_What this task involves_
Rewrite the stretch of the listing from the line containing "molding as a single marker per instance." through the line containing "point(542, 305)", requests included, shifting every coordinate in the answer points by adding -124. Leave the format samples unchanged.

Dataset excerpts on object pointing
[START]
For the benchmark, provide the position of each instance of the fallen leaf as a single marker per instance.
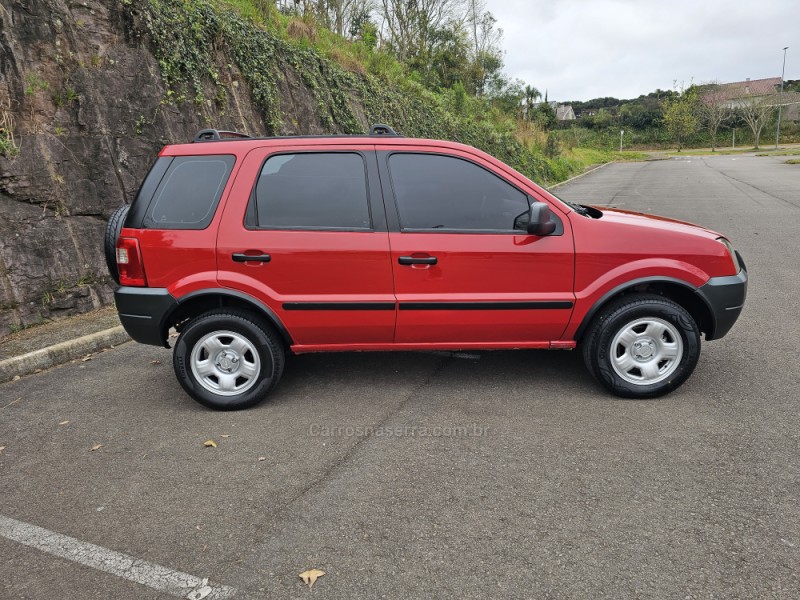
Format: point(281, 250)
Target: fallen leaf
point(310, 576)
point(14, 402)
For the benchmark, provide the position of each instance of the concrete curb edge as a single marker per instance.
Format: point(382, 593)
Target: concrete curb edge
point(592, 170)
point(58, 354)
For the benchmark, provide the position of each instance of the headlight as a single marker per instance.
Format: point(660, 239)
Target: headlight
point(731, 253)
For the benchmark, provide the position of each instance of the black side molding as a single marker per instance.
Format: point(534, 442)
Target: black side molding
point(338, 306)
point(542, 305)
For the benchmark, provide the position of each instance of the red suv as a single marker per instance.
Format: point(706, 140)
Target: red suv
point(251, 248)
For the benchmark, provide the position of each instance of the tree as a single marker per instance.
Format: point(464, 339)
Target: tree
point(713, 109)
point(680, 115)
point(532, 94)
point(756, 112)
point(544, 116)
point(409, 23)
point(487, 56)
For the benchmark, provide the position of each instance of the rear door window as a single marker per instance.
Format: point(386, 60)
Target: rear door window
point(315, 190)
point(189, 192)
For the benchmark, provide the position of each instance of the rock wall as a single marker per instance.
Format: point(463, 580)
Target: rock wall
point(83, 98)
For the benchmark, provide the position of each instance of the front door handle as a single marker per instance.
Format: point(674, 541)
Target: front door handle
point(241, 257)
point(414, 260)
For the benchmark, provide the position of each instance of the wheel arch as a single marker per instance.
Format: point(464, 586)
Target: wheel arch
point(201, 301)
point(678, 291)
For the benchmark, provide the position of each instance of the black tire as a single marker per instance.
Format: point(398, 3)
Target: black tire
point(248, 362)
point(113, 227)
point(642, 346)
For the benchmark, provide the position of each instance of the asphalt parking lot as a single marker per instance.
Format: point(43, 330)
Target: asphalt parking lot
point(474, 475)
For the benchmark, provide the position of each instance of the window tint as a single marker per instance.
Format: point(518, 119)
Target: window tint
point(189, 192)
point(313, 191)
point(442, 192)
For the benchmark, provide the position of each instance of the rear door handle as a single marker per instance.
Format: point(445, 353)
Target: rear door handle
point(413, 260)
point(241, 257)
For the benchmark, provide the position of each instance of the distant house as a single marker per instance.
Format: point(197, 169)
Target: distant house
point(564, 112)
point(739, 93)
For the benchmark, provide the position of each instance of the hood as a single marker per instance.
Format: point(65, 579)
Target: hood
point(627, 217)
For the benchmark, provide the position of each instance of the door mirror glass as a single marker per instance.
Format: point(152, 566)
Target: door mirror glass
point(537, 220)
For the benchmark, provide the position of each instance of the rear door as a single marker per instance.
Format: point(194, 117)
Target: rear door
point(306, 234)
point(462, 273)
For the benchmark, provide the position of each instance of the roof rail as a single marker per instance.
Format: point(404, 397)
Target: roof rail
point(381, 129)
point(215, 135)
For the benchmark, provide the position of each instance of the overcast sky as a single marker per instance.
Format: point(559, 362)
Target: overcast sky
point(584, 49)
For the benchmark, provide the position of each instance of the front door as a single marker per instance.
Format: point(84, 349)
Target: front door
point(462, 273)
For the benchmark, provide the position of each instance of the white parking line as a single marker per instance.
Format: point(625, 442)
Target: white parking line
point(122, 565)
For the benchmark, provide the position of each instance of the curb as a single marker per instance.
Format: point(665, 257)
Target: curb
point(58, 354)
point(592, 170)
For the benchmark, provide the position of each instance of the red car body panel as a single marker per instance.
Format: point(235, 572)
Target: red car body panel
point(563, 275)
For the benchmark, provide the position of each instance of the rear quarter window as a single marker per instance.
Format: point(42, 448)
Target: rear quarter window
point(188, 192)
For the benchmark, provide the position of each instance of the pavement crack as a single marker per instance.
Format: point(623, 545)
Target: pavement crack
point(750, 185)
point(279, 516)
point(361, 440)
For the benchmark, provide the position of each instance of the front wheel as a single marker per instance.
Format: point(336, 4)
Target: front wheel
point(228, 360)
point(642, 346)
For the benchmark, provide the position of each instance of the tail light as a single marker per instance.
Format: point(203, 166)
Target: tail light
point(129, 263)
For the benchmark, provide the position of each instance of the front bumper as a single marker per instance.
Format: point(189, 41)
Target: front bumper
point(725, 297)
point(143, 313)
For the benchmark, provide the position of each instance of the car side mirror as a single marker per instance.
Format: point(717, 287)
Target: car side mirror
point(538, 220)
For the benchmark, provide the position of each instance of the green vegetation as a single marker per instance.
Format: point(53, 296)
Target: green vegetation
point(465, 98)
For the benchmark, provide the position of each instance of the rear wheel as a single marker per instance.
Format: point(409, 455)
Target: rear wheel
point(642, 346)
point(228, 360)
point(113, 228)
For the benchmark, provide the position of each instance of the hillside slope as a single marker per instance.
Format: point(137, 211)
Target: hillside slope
[END]
_Correct response_
For the benchmark, provide the position of each instance of the black side molding as a single marker per instance.
Format: point(534, 442)
Target: black side molding
point(214, 182)
point(418, 181)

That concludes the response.